# [Records for processing]
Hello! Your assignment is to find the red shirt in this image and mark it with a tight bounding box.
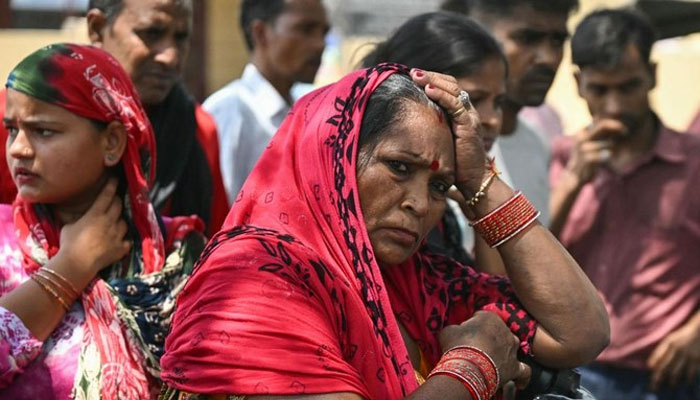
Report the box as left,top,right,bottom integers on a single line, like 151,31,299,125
0,90,17,204
0,90,229,236
550,127,700,369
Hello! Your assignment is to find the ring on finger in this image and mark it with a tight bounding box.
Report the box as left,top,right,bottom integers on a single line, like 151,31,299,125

# [Description of the task]
Render each line of the records above as a JSON list of strings, one string per line, leaving out blank lines and the pictures.

# [Solved problem]
[
  "Hello! Your assignment is to find the red shirt in this image and mark it with a tight bounding box.",
  "Report the box as left,top,right,bottom integers on a single line, like 151,31,299,125",
  "0,90,17,204",
  "0,90,229,236",
  "550,127,700,369",
  "Hello! Your assignment is to find the ring on finger in this image and mark it with a tight bounding box.",
  "Report the box as left,top,right,bottom integers on a single line, like 151,31,299,125"
]